(ENTRIES)
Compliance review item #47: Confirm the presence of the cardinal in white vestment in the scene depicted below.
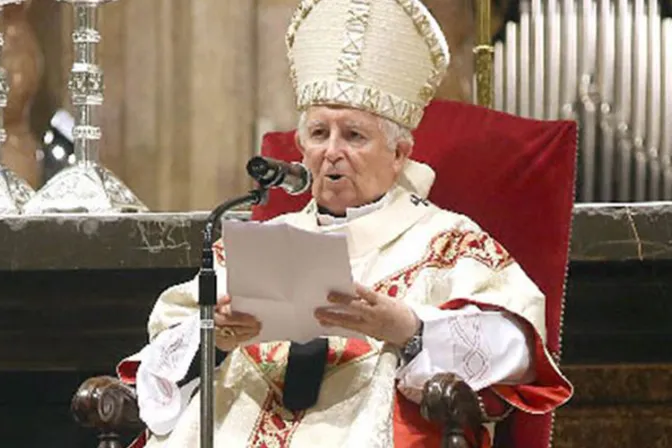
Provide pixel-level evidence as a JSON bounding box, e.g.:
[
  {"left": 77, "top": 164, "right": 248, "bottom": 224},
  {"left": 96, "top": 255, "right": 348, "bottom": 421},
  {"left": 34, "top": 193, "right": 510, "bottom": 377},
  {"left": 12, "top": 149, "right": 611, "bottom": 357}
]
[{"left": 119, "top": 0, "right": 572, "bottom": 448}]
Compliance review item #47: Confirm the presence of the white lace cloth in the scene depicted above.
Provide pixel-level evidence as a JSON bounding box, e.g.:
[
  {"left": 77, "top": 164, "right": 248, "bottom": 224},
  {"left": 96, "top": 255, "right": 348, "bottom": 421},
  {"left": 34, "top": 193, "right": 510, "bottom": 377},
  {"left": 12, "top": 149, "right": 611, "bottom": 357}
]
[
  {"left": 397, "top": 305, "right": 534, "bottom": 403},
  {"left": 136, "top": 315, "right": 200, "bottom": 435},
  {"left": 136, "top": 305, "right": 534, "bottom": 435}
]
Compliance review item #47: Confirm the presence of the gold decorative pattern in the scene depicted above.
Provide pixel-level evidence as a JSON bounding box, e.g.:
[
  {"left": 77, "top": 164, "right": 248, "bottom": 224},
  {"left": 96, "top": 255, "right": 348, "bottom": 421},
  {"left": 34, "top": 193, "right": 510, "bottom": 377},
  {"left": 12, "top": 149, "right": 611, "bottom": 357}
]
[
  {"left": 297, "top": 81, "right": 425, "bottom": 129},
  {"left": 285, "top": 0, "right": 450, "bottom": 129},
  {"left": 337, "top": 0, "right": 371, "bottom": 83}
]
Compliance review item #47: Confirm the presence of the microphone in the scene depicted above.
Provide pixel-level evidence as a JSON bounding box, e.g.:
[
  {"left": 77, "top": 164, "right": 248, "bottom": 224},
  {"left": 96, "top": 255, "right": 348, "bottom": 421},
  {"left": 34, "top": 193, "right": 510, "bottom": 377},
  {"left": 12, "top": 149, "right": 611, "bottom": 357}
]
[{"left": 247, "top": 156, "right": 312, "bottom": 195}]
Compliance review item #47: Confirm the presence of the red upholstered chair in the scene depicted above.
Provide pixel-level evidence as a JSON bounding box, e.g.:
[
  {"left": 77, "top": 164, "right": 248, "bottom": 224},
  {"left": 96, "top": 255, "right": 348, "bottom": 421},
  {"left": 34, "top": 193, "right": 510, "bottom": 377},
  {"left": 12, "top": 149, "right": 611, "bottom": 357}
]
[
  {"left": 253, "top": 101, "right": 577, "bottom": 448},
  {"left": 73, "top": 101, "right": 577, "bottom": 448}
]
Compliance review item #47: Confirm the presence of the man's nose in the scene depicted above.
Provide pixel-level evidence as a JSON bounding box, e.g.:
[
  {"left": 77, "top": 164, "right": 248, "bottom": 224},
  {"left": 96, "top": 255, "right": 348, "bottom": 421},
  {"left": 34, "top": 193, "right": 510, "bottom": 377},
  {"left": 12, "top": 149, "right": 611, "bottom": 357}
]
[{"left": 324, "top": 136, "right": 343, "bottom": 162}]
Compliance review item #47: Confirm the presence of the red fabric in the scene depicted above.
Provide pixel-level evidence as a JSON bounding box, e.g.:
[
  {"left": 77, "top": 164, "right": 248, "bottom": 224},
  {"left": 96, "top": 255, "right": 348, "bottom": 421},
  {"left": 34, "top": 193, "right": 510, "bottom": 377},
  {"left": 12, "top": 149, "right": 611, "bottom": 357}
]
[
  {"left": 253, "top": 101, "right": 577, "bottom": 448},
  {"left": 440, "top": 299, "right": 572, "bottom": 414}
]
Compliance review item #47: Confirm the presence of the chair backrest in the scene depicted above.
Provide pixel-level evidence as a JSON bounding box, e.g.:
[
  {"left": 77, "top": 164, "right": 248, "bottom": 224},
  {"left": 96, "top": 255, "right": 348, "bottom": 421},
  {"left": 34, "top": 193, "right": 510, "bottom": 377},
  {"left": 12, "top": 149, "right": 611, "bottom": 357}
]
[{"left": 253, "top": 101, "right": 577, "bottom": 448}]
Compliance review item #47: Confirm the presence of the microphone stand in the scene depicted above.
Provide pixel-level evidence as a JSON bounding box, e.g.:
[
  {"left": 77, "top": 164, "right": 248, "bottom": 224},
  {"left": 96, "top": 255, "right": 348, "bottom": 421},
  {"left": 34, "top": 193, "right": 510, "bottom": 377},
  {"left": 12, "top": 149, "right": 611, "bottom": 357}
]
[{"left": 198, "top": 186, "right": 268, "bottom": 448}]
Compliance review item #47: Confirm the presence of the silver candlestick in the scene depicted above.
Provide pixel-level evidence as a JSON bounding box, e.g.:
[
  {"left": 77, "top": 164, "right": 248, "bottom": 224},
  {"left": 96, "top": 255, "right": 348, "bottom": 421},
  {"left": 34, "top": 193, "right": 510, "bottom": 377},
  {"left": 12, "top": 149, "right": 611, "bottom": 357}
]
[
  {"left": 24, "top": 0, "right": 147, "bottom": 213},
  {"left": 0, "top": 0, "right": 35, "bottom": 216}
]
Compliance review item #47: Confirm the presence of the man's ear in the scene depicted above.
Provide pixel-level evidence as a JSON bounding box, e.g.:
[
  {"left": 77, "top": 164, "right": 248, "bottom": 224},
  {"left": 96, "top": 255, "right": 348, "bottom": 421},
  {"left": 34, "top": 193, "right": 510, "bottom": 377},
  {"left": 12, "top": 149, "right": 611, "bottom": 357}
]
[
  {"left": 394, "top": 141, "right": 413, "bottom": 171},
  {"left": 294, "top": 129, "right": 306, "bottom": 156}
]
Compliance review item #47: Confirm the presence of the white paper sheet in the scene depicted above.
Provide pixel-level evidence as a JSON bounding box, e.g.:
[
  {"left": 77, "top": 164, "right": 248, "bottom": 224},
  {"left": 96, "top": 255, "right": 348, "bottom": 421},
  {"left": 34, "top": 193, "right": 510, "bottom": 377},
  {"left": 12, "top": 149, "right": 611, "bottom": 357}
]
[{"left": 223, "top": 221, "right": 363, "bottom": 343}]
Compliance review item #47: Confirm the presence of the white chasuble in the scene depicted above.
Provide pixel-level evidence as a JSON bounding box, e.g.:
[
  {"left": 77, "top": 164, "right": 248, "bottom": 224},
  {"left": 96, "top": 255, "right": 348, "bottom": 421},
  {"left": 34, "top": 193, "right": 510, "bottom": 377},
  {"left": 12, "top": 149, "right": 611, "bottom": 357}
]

(EXERCISE)
How many lines of the material contain the word "chair"? Reply with the number only.

(RESPONSE BELOW)
2